[Stated task] In the listing, change "metal fence" to "iron railing" in everything from the line containing "Where can the fire truck ladder" down to the line containing "x=196, y=208", and return only those lines with nothing else altered.

[Provided information]
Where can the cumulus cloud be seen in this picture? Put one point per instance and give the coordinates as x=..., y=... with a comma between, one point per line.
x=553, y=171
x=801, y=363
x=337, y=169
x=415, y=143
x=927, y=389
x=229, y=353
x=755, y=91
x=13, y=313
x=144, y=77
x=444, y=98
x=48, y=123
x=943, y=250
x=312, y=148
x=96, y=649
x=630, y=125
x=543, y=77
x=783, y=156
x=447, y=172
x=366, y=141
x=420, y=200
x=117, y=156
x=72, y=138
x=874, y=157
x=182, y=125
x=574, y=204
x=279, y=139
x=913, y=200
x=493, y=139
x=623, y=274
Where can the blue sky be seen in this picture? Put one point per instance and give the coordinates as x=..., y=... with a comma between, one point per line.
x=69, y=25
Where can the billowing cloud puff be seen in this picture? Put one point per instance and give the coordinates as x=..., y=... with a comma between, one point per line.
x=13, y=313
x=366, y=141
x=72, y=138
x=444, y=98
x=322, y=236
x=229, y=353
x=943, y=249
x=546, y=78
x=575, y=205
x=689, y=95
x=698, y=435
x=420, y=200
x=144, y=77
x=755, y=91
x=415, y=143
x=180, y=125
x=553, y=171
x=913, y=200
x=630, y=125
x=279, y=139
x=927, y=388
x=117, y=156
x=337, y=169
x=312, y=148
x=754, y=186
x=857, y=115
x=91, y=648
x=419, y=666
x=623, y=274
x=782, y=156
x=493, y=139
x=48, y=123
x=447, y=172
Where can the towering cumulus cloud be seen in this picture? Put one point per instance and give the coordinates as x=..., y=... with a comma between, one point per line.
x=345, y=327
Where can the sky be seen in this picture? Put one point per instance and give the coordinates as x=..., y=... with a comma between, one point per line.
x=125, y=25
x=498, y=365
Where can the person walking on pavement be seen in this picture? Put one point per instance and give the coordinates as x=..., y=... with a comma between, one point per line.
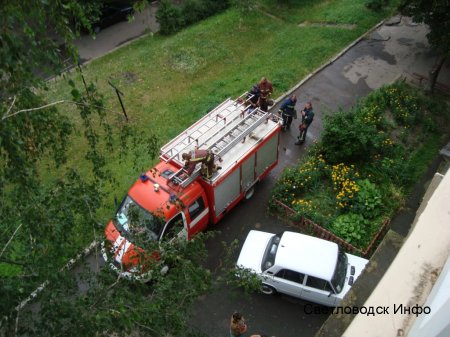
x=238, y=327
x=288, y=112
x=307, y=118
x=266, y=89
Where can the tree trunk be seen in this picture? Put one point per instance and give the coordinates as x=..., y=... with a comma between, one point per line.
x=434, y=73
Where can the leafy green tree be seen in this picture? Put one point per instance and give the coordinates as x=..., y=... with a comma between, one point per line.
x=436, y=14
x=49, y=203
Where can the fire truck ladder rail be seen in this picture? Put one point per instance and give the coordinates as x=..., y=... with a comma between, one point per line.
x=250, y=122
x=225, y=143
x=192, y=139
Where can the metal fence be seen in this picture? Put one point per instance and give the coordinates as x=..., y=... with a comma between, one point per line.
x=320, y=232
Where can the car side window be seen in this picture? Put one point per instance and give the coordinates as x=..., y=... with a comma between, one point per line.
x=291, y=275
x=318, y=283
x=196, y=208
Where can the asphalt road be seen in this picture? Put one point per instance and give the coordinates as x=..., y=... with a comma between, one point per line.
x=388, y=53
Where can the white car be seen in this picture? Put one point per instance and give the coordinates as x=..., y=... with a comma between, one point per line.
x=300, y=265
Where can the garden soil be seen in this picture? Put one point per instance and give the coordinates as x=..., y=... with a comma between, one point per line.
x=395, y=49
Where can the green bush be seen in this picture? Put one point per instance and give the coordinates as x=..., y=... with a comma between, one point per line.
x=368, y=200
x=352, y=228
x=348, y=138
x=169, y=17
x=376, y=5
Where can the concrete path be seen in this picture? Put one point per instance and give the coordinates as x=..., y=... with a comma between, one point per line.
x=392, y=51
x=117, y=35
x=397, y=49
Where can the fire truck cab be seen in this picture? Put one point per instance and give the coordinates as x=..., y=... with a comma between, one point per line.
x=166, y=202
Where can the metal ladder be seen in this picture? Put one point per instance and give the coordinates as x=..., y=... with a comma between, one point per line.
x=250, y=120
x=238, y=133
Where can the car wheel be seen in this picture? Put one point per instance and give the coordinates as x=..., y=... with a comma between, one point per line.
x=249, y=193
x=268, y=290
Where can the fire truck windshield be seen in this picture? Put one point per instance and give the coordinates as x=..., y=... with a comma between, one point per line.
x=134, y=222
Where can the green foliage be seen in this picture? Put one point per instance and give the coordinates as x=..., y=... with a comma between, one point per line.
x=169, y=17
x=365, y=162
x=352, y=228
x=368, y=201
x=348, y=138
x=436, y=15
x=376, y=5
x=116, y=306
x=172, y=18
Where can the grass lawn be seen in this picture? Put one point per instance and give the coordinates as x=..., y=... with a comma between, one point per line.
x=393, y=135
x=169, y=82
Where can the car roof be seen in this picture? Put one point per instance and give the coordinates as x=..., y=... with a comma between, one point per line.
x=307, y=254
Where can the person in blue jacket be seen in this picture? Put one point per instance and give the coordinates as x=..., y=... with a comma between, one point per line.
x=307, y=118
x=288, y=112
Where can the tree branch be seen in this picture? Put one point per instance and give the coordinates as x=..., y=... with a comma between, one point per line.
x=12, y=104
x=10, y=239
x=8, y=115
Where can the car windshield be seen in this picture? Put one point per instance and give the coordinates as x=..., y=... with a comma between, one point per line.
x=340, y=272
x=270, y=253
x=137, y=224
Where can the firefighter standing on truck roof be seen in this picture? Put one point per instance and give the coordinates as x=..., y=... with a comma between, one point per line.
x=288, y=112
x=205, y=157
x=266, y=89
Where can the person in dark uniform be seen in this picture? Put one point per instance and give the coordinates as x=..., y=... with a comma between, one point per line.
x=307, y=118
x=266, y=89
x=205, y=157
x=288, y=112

---

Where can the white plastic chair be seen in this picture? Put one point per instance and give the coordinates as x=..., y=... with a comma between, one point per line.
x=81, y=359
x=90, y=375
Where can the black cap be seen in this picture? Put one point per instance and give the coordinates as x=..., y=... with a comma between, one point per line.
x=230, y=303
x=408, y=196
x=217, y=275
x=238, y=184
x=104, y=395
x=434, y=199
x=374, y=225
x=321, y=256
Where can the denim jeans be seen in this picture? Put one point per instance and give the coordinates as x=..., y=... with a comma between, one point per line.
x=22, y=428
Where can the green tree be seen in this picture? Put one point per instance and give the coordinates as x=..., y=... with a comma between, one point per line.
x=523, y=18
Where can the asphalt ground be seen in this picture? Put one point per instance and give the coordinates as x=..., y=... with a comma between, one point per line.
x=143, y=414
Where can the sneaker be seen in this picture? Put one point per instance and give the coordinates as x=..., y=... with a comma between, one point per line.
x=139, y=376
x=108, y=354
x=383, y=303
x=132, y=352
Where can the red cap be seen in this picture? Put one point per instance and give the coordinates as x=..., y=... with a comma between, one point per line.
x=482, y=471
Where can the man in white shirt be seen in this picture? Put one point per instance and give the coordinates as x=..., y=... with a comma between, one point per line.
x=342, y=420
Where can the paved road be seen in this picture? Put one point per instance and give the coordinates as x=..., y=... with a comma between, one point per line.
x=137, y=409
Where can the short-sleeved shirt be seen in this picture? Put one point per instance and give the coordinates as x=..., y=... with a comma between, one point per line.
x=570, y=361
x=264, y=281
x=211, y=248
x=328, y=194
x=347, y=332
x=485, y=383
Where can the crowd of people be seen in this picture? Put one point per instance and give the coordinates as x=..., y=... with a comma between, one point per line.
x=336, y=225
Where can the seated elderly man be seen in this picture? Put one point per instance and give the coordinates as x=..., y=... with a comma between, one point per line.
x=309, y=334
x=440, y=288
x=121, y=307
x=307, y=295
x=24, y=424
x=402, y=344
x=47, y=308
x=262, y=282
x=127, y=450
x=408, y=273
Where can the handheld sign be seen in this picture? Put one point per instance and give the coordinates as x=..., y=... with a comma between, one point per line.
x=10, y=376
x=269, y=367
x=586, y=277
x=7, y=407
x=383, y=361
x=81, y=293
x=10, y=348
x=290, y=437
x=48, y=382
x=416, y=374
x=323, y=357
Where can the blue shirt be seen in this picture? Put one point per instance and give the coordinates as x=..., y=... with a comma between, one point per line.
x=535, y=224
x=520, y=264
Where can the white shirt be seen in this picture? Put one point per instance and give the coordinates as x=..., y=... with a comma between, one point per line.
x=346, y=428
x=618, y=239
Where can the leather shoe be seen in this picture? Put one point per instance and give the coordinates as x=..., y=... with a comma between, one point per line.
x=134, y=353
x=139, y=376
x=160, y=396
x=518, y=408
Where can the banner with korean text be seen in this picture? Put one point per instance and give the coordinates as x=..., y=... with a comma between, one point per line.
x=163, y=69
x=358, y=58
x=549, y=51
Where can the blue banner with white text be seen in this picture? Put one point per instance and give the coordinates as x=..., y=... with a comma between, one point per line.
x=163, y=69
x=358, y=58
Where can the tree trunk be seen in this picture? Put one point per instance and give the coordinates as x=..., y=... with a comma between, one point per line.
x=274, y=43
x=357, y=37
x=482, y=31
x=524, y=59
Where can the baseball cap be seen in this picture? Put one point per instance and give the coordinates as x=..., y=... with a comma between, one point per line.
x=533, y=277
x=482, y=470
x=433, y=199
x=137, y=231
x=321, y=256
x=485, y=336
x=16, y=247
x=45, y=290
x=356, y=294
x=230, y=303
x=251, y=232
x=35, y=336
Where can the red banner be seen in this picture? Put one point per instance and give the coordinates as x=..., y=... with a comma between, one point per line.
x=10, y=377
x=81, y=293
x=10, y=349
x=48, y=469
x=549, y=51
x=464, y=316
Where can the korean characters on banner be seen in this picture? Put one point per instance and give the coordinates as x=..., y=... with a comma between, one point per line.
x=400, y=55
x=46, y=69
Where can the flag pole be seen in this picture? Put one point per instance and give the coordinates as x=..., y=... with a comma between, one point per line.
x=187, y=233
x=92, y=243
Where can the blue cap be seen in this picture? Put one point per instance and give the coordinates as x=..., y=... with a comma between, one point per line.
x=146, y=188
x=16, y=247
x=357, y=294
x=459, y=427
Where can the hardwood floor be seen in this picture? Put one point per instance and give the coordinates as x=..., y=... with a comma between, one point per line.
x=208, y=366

==

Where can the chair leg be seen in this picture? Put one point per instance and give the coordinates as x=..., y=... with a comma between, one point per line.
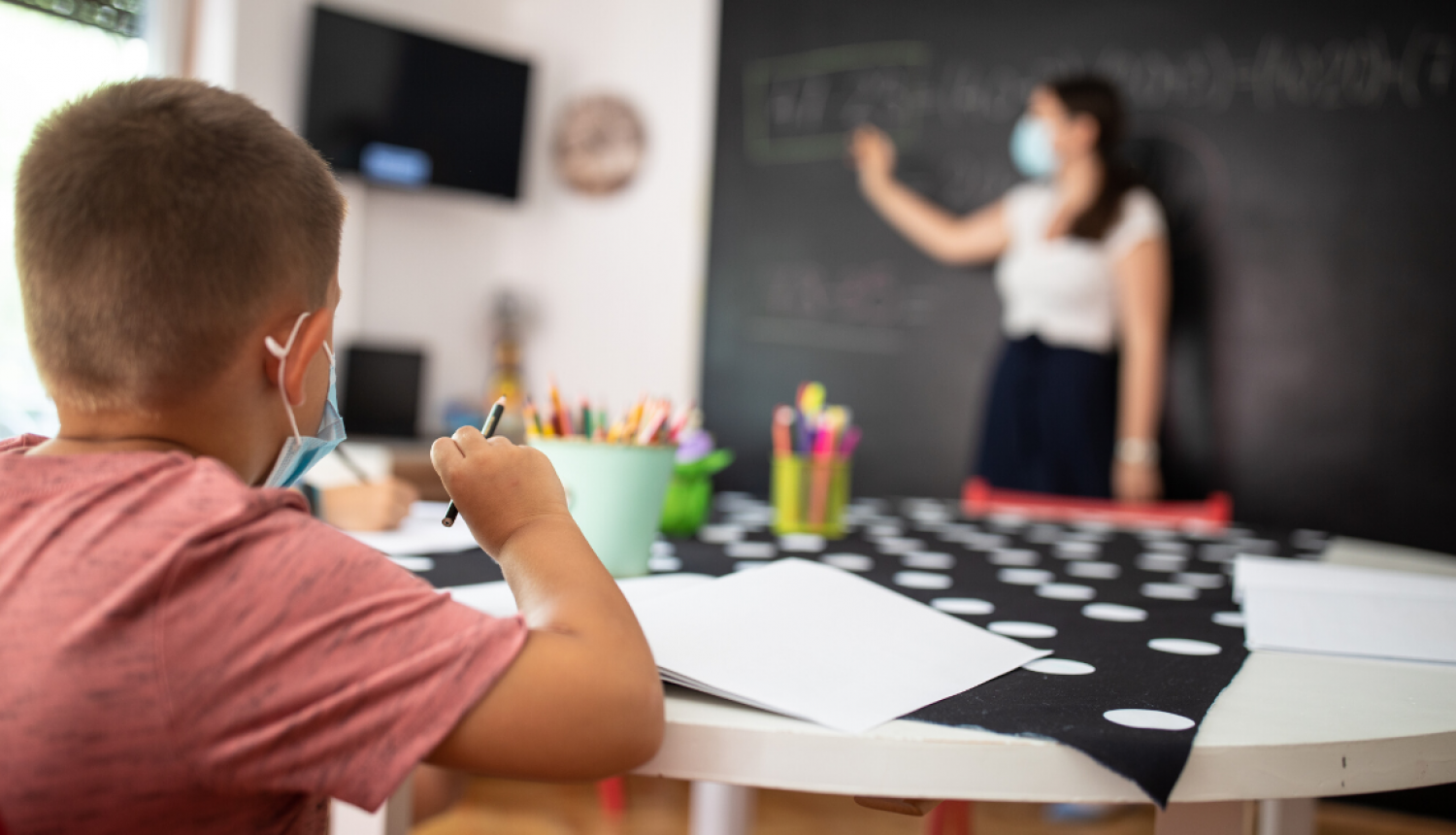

[Complete output]
Where can the fire truck ladder rail be seen in this picture? Put one point per instance and give the coordinates as x=..., y=... with a comma between, one point per line.
x=250, y=122
x=225, y=143
x=192, y=139
Where can the iron railing be seen in this picture? Put one point per instance and give the coordinates as x=..., y=... with a comma between, one point per line.
x=320, y=232
Where can the car side window be seen in this picture? Put one point per instance and give the coordinates as x=..., y=... with a comma between, one point per line.
x=291, y=275
x=318, y=283
x=196, y=208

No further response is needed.